___ Passage ___

No Bake Faux Chex Mix

Trail Mix
Cinnamon Chex Mix
Yogart covered pretzels
Mixed salted nuts
Cheese coated potato sticks
M&Ms

Other options I’ve added:  chocolate covered raisins, wasabi bits, Red Hots, dried fruit, sunflower or pumpkin seeds.  

Obviously, you can select anything that trips your sweet/salty trigger.  And the ratio  is up to you.  I choose Bain’s because they usually have a sale going on of their snacks, nuts and candy.  This will make 2-3 gallon bags of snacks. Not quite as good as homemade but still good.  And easy.  It’s the whole letting something fall off the table thing.   FYI:  Do not even think of counting up the calories. . .

REMINDER!

NEXT MEETING: November 12th @ 1:00pm
Hill Church - 107 N Main St, Kewanee


 We’ll be creating a clear Christmas ornament, inserting sweet little trees and snow to make a winter scene.  And the best part will be a chance to share what you’re doing this Thanksgiving.  What’s your family’s menu?  How you’re coping with this holiday season.  And giving each other support and friendship.

NEWS AND PRAYERS

You’re not alone with over 12 million women in the United States being widows.  As you work through your own widowhood, it’s a great opportunity to support and pray for other widows.  You know, you live it and you have compassion and wisdom.  Consider making time in your daily walk to reach out with a text, a call or an invitation to our monthly CW group.  Adding a prayer for all the things you know they need.

___

List of tasks:
a) Per the newsletter, what address is given for the next meeting?
b) Continue the newsletter, starting after its final sentence about adding a prayer.
The material that comes after the newsletter has no connection to it.

___ Listing ___

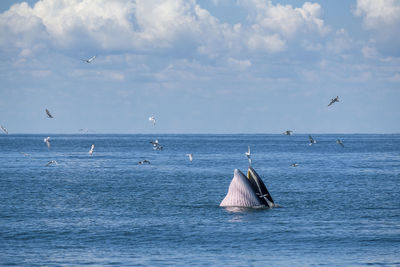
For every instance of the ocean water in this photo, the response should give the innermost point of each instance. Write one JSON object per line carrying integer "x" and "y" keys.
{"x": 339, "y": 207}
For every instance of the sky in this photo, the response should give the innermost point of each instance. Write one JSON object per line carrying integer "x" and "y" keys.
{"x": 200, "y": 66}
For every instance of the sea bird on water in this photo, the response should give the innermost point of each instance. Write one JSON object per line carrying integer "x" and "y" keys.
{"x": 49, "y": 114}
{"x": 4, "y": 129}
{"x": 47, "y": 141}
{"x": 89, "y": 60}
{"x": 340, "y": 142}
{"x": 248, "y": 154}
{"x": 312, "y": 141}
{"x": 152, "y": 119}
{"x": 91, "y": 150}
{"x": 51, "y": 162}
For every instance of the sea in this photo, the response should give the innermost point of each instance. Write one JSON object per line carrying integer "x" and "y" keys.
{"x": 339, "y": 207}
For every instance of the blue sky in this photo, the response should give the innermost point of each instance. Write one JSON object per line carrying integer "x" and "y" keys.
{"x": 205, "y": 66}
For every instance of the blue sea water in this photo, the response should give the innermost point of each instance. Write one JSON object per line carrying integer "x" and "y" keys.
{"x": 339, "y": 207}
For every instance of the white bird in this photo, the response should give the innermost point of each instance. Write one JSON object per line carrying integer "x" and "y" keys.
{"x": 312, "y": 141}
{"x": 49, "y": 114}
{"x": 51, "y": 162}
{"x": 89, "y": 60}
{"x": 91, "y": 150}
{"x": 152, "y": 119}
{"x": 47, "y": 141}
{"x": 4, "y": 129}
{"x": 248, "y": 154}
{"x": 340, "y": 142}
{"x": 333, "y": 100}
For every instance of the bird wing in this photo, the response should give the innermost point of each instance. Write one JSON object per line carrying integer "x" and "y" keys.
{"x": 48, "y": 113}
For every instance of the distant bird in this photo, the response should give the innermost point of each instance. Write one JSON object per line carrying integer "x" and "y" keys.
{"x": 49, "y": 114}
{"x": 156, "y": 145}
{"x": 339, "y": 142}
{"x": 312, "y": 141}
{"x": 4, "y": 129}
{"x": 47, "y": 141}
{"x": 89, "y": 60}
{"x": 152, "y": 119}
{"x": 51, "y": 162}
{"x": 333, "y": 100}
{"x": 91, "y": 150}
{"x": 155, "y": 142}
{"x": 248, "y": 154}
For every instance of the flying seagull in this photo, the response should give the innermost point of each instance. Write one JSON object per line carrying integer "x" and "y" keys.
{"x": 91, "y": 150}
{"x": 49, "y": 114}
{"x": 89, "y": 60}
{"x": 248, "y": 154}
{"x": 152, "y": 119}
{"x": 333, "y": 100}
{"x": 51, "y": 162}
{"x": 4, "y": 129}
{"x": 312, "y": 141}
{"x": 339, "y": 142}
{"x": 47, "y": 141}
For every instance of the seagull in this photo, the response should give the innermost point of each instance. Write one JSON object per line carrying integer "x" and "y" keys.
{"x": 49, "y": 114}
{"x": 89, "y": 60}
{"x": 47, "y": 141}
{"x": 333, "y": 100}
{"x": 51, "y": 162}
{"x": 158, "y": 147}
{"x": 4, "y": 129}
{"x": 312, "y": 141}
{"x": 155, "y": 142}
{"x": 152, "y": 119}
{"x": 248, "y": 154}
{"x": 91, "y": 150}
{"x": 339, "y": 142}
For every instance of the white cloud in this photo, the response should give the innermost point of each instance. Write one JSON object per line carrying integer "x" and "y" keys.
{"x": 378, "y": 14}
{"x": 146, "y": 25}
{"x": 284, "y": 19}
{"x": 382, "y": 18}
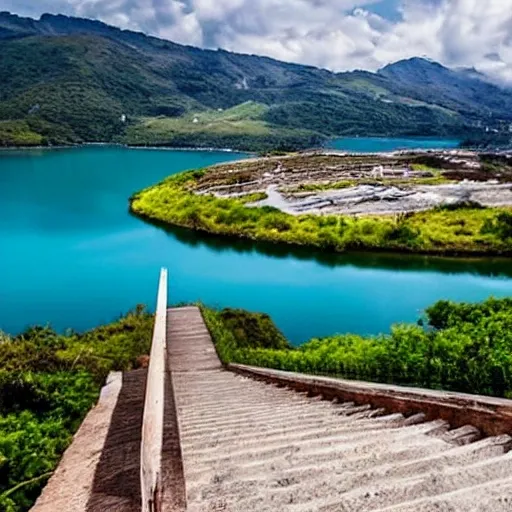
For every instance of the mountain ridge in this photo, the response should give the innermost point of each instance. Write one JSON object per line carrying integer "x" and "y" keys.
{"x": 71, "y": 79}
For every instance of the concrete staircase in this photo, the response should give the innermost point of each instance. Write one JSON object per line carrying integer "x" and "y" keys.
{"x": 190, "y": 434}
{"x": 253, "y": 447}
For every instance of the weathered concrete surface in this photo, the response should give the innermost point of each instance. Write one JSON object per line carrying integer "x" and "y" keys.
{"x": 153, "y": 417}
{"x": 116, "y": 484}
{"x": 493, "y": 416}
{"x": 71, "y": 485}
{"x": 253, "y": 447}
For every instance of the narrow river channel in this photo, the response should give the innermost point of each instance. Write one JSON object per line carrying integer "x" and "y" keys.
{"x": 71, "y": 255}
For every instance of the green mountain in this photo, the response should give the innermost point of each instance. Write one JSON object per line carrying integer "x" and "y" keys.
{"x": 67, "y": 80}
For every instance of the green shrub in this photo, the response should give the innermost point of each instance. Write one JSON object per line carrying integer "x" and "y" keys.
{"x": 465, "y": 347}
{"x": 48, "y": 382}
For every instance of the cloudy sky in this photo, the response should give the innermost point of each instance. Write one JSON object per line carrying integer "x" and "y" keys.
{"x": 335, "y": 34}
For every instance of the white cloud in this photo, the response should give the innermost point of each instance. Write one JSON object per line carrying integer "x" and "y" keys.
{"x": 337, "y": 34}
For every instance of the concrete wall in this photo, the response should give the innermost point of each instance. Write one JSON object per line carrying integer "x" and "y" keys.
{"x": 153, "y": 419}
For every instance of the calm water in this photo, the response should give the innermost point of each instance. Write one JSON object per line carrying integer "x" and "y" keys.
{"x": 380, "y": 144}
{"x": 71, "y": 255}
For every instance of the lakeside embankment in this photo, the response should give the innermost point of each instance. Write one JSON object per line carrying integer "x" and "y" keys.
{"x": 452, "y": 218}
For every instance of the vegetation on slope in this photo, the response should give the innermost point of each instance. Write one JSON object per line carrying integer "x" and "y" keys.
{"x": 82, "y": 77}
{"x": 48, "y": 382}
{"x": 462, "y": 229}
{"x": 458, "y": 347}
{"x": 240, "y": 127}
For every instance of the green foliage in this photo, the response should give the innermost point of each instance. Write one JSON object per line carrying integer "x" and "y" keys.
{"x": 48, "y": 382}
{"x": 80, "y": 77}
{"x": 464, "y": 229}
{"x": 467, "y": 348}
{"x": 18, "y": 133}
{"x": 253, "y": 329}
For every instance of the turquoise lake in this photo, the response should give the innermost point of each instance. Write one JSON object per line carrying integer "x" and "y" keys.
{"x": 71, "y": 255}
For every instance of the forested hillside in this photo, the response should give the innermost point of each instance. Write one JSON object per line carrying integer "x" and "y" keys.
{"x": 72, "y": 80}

___

Task-by-task outputs:
a) Hill Church, 107 N Main St, Kewanee.

b)
~
 
"Your present circumstances don't determine where you can go; they merely determine where you start." — Nido Qubein  

As always, feel free to invite other widows to our 2nd Tuesday of every month get togethers.  They don't have to be Hill Church members or a member of any church - widowhood is the key that unlocks our door.

(-;   WIDOW HUMOR   :-)

90% of widowhood is just staring off in the distance and thinking “What the heck happened to my life?”

The other 10% is restraining yourself from chucking produce at couples holding hands in the grocery store.”

OCTOBER 2024 newsletter

Morning!

This fall is filled with contrasts:

Illinois full of beauty & drought vs. Eastern States’ destruction & flooding.
High field crop yields vs. low price per bushel.
Japanese Beetles gone vs. Asian Lady Beetles coming inside.

A few examples of obvious environmental contrasts, but, widows often have many contrasts, too:

Getting stronger vs. regretting needing help.
Making confident decisions vs. fear of what to do.
Remembering spousal love vs. angry at him for leaving you.
Getting out with friends vs. envying their happiness and marriage.
Looking back on a good marriage vs. hating it’s been taken away.

I’m sure each of you could list more.  The deal is you can hang on to those things or choose not join the parade of bitter widows that haven’t  moved through the grief process.  There’s not a time line, it isn’t fast and it can’t be avoided.  The trick is to go through it and not get stuck.  

You may at times find something triggers a negative “widow” emotion to come back, that’s pretty normal.  For widows to be healthy, you can’t hold on to negativity and sadness all the time.  You can’t make negative and unhappy your new normal.  It doesn’t mean you shouldn’t think about your former life and doesn’t mean you shouldn’t remember your husband and married life.  Good memories can feed us.  

I don’t have all the answers but I can say how I “let it go”:  I pray it gone.  I ask God to put His hand between me and the thoughts that are no longer helpful.  When it’s no longer helpful to think grief thoughts, He’ll turn my thoughts to other things.  Every time!  If you’ve never used prayer to take you out of negative old grief thoughts then give it a try.  Widows are close to God’s heart, he will listen and answer your prayers. 

RECAP!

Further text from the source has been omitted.